[Detection annotation listing]
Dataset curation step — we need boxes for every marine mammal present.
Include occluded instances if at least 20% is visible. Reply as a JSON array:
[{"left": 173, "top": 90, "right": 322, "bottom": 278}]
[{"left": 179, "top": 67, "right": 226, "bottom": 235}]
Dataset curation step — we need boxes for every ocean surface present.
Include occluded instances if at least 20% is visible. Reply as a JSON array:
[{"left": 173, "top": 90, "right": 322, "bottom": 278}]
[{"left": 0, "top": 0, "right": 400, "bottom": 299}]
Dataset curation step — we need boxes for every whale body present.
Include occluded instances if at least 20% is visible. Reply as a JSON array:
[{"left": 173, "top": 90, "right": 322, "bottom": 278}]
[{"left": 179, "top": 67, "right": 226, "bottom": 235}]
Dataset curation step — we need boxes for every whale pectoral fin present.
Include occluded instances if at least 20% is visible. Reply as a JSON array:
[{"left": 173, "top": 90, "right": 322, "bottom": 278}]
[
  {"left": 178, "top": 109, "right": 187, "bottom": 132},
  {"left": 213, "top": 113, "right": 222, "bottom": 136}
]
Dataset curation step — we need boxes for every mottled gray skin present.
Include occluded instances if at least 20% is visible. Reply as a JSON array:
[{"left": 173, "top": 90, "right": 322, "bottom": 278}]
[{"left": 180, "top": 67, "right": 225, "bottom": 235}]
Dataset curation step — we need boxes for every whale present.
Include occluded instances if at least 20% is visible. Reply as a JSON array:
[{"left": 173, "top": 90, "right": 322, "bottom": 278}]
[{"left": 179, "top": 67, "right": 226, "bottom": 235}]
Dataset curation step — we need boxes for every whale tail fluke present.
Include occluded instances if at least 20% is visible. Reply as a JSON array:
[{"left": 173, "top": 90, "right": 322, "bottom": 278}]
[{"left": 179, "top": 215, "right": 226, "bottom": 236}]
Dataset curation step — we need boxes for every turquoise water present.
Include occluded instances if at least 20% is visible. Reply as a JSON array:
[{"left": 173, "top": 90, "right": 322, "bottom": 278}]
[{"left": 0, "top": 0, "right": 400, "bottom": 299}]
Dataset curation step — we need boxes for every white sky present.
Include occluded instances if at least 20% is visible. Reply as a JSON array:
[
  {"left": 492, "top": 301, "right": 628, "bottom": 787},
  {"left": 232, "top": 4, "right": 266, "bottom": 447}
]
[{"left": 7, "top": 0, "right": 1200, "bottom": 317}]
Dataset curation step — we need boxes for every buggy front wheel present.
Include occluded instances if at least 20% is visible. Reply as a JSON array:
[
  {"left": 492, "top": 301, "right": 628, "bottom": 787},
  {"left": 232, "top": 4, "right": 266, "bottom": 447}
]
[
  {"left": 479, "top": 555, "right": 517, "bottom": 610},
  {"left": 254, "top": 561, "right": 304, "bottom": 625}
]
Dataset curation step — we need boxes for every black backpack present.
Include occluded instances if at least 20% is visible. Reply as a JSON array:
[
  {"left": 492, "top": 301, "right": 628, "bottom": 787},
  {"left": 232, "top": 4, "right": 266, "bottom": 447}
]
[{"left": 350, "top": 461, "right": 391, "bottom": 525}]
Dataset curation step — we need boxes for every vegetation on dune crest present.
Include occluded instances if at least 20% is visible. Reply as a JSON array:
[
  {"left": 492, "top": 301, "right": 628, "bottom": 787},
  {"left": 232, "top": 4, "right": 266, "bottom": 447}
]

WHAT YOU HAVE TO DO: Pick out each line of the listing above that contains the word "whale", and copy every such line in full.

THE SOLUTION:
Dataset curation step — we need boxes for every whale body present.
Dataset curation step — we need boxes for every whale pectoral fin present.
Dataset curation step — we need boxes for every whale present.
Dataset curation step — we need boxes for every whale tail fluke present.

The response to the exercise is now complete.